===== Текст для чтения =====

Ведь, заметьте, что единственный раз, условно говоря, героиней его фильма была женщина, потому что единственным героем по существу бывал только он сам. С такой «героиней» Лариса изначально не могла смириться, не могла пережить ее даже и чисто актерских достоинств. Такая «художественная» реальность была не для нее, сжигая ее раздражением и ревностью, усиленными, как обычно, неустанными и далекими от искусства конкретными подозрениями. То есть тяжелая реальность состояла в том, что не помощь своему любимому мужу несла с собою на съемочную площадку Лариса, начиная с «Зеркала», а атмосферу многократно взвинченного напряжения порой до кромешного ада, в котором терялись все.
Некоторые сотрудники не выдерживали этого бреда, постепенно сдавались и отступали, а некоторые, как я сама, привыкали и воспринимали это как должное, как необходимую сопутствующую Андрею данность, продолжая поклоняться Ему, и готовые терпеть ради него и его дела все что угодно, спасая его не на словах, а на деле. Как, например, это делала, прежде всего, Маша Чугунова.
Помню, как на съемках в деревне Тучкою, совсем обезумевшая Лариса носилась в темень за тридевять земель в какую-то «баньку по черному», где парились Рита, Гоша Рер-берг и Андрей, и умудрялась, по ее рассказам, заглянуть в запотевшее окошечко… Покоя она ему не давала, но он почему-то это терпел, правда, не очень смиренно… Все по-русски — и до мордобоев дело доходило…
А как пришлось носиться самому Андрею между Тереховой и Ларисой уже в павильоне «Мосфильма», когда снималась их двойная сцена с петухом. Практически они вовсе не могли к тому моменту находиться рядом, и съемку не удавалось начать. Не знаю, что там делала Терехова, когда обе они бросались с декорации в разных направлениях, а Лариса истерически причитала: «Нет-нет, ты посмотри, Оля, что он делает? Ведь он совершенно со мной не работает. Он ничего не хочет мне объяснять, как будто меня здесь нет. А посмотри, сколько он с ней работает! Это все специально. Он хочет, чтобы я провалила роль. Он боится, что я стану актрисой и не пускает меня. Какой негодяй!»

===== Перечень строк =====

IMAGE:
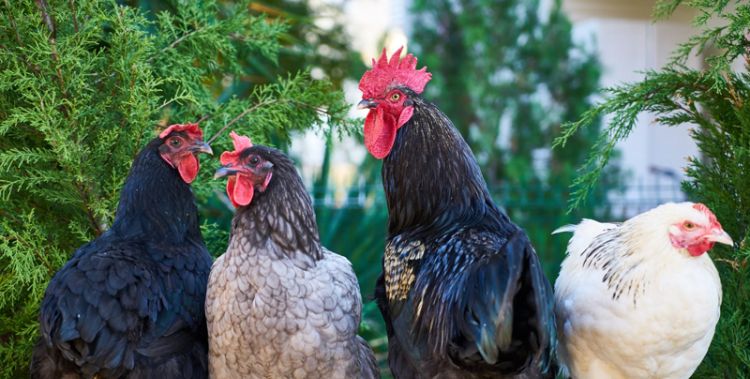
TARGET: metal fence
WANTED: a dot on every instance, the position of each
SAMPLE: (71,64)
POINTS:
(621,204)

=====

Задание.
Продолжите текст о съемках фильма «Зеркало» сразу после его последнего предложения.

Результат выполнения.
Одна из магнитофонных записей, сделанная на Ломоносовском, хранит память о том, что Ларисины амбиции не ограничивались только кино. Она собиралась, например, и в театре играть Гертруду в «Гамлете» Тарковского. Но и здесь снова пришлось отступить перед Тереховой. Это ее намерение во всю обсуждалось в семействе Тарковских: Но поскольку в итоге Ларисе не нашлось и не могло найтись места в театре, то она более совершенно не сочувствовала новым далеко идущим мечтам Тарковского, связанным со сценой. «Тем более, — как говорила Лариса, гневаясь, — там почти ничего не платят».
Должна сказать, что Андрей сам тоже неоднократно повторял мне: «Лариса? Лариса вообще настоящая Гертруда!» Так что понимайте это, как хотите.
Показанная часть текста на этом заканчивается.